**SET PROBLEM 1:** Collect every line of the records below that contains the string "task". Case counts.

U.S. Joint Forces Command, along with the military services and others, looked towards ways
to simplify and improve the Joint Force Projection Request for Capabilities process during a
limited objective experiment that also assessed the Joint Capabilities Requirements Tool.

By Army Sgt. Jon Cupp / U.S. Joint Forces Command Public Affairs

SUFFOLK, Va., Jan. 13, 2006  – U.S. Joint Forces Command just completed a limited objective experiment for a concept that may eliminate many of the current challenges combatant commanders and military services face while managing the joint force projection process.

In today's joint force projection process, operational planners often experience obstacles as they submit requests for capabilities.

Current processes to fulfill their requirements for support are plagued by an inability to track when and where the requested capabilities arrive, said Air Force Maj. Nate Allerheiligen, joint force projection Advanced Concept Technology Demonstration operational manager.

With the goal of examining ways to simplify and improve the joint force projection requests for capabilities process, U.S. Joint Forces Command hosted the joint force projection request for capabilities limited objective experiment Dec. 12-16 here at the Joint Futures Laboratory.

The limited objective experiment also served as a military utility assessment of the Joint Capabilities Requirements Tool and tested the concepts inherent in the joint force projection advanced concept technology demonstration.

Joint Capabilities Requirements Tool is one of the enablers of the joint force projection advanced concept technology demonstration, a capability which dramatically improves joint force projection by speeding up the decision making process and giving better visibility to requests for capabilities, according to Allerheiligen.

Joint Capabilities Requirements Tool allows operational planners to search, identify and find unit types and capabilities within an inventory list that can fulfill specific mission requirements.

A Web-based tool, it can be easily accessed online from a computer workstation on a classified network. It allows operational planners to quickly find units with the right capabilities to support a requirement according to Allerheiligen.

"Now from the desktop they can go look up unit types," said Allerheiligen. "They have a wealth of information at their fingertips, so they don't have to go down the hall or three blocks away to find a government service civilian or non-commissioned officer who can look this up for them. Now it's right there in front of them."

Representatives from each of the military services and four of the regional combatant commands, among others, took part in the experiment.

"For this particular instance with the joint force projection advanced concept technology demonstration, what we're doing is testing the concept of operations," said Allerheiligen. "This is the basic process changes we envision will be required to transform from a forces-based power projection to a capabilities-based power projection."

In the past, when a military service provider would request forces, all they may have really needed was actually a small part of a force that could provide a specific capability said Allerheiligen.

If, for instance, a combatant commander needed airfield security, he might have requested an infantry company, but what he really needed was the part of the infantry company that could provide airfield security.

**SET PROBLEM 2:** Continue the news article above about U.S. Joint Forces Command's request-for-capabilities experiment, starting after its final sentence.

**INPUT ROWS:**
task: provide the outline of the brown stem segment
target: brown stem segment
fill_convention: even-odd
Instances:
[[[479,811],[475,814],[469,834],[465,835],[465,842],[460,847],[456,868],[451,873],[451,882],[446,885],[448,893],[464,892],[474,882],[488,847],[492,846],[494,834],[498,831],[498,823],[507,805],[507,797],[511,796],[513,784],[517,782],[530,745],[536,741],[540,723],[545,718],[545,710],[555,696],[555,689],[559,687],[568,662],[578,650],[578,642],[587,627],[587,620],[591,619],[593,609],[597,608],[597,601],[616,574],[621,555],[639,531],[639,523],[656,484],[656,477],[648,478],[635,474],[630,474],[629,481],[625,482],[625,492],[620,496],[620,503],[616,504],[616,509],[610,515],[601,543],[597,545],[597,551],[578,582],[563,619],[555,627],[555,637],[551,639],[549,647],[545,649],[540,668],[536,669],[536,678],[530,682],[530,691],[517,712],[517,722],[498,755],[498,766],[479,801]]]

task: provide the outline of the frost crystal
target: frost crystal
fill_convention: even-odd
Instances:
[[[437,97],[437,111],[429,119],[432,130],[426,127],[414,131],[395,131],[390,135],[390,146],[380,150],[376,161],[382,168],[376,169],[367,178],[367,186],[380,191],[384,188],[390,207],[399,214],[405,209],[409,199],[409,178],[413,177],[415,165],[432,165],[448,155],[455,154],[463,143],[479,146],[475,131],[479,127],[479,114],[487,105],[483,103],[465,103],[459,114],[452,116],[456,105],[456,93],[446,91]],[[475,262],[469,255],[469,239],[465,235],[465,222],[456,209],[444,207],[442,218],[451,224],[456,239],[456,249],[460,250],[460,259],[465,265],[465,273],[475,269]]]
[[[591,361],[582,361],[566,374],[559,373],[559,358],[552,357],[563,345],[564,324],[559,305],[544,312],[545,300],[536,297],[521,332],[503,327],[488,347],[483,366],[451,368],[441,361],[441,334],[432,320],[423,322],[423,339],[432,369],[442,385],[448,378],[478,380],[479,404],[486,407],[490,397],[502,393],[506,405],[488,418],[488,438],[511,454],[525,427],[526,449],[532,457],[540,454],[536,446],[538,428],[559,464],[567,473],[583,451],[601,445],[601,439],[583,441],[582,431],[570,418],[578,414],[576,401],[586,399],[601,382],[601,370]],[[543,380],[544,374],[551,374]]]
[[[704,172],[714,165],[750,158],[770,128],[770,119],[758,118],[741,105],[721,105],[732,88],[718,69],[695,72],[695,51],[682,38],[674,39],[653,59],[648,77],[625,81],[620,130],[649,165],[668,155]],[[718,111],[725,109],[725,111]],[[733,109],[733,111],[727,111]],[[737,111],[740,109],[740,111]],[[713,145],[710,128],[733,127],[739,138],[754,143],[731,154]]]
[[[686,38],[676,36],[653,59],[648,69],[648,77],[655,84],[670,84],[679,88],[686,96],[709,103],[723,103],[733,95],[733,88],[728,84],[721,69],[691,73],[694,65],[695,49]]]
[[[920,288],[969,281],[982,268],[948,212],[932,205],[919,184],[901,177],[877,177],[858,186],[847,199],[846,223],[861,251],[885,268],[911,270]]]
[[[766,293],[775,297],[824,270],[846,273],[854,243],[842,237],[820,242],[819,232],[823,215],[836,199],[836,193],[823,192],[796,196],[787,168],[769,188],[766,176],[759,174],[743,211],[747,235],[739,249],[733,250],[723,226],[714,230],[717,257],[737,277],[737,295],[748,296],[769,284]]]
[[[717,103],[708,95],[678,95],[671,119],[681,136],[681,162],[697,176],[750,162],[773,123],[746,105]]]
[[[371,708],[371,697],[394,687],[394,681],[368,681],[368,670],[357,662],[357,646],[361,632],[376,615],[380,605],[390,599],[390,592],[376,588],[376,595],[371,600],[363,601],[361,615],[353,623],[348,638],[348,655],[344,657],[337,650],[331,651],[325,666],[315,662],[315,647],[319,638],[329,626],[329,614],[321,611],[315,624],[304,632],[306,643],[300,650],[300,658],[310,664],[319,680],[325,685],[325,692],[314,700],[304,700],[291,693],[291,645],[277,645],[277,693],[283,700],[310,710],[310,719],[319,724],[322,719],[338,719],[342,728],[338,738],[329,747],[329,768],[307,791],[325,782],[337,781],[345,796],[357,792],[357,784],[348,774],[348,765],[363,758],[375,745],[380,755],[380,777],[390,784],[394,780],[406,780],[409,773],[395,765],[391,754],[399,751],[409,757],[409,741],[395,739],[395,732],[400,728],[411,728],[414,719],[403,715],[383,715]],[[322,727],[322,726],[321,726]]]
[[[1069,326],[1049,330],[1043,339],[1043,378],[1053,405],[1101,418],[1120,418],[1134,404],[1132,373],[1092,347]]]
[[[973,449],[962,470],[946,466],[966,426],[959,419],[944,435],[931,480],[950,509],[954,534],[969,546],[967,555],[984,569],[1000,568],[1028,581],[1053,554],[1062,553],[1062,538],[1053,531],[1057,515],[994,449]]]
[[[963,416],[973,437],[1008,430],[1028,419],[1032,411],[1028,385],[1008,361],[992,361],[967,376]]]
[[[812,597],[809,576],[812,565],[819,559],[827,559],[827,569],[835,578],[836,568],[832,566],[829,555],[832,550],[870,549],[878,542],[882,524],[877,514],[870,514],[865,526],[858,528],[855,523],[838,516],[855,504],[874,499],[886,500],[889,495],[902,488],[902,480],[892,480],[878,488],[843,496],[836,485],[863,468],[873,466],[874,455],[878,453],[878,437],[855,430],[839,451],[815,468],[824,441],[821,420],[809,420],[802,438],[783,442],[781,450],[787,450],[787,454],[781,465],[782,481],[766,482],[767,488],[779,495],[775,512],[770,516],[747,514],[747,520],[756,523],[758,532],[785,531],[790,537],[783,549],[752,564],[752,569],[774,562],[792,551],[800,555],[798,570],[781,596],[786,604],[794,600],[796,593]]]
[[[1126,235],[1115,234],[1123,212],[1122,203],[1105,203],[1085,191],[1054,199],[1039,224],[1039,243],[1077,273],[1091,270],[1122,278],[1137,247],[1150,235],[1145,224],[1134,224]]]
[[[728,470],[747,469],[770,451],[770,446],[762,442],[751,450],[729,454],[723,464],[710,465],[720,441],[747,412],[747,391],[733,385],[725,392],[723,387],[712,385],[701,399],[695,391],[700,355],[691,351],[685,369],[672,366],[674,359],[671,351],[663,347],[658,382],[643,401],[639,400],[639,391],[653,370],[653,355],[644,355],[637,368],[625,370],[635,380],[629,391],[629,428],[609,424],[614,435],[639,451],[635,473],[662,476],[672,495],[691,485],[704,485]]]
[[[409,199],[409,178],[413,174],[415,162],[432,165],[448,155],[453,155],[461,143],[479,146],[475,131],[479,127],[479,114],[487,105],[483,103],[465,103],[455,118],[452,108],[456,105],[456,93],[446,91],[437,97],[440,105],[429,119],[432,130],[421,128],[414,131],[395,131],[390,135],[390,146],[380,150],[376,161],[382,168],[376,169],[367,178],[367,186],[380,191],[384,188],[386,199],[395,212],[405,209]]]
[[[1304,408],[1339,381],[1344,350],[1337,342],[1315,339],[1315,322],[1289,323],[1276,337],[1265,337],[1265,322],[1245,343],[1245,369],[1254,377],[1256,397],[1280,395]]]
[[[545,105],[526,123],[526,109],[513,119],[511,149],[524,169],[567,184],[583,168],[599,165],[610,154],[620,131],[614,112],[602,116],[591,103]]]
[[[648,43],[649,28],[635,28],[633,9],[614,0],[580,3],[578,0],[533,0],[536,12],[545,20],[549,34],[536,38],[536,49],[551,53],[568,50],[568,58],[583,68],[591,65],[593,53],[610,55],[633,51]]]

**EXERCISE RESPONSE 1:**
task: provide the outline of the brown stem segment
task: provide the outline of the frost crystal

**EXERCISE RESPONSE 2:**
With the joint force projection advanced concept technology demonstration, combatant commanders are now provided with capability requirements as opposed to unit requirements.

"It gives the military service provider more options to offer to supported forces -- options that they may not have even known were available," said Doug Kelsey, joint force projection advanced concept technology demonstration deputy operational manager.

"There's been no tool or publication that operational planners could use to reach into and see what other capabilities might be out there in the joint community or even across their own service that can fulfill their requirements," said Allerheiligen. "So, we're trying to create an online reference for operational planners to look across the entire spectrum of the joint force and say 'what are the capabilities that all the services provide for handling these types of problems?'"

One of the major goals for the concept for capabilities based planning in joint force projection, Allerheiligen said, is to "provide a language and vocabulary so operational planners can describe the capabilities they want based on a common lexicon across all of the military services."

"The military service provider, whether they're Navy, Army, Marine Corps or Air Force, sometimes Coast Guard, needs to be able to understand the requirement when it comes to them, so they can fulfill it," said Allerheiligen. "We'll build that language first - so we can all speak the same language."

Another goal is to shorten the lenth of time it takes to submit a request to the time it takes to get a capability in theater.

"There's no reason - given today's technology and future concepts and future technologies - that we can't collapse the six-week decision cycle to within a day," said Allerheiligen. "The biggest delay is in the staffing process where everyone has a particular cut on a particular requirement and decisions are delayed until the last possible moment."

"We could help augment the decision-making process by reducing the amount of time action officers will take to research available forces so they can give answers to decision-makers within minutes not within hours or days."
According to Kelsey, the joint force projection advanced concept technology demonstration provides a single integrated force projection picture that links operators at service, joint and agency levels using real-time Web-based, network centric information systems.

Some other goals and enablers for the joint force projection advanced concept technology demonstration include:

• Identifying required joint force projection enterprise information services for net-centric operations, which involves aspects that will ensure the interoperability and functionality of the advanced concept technology demonstration
• Demonstrating an initial modeling and simulation capability for joint deployment planning and execution
• Demonstrating initial joint reception, staging and onward movement and integration (JRSOI) planning
• Ensuring enterprise integration of a joint deployment family of systems.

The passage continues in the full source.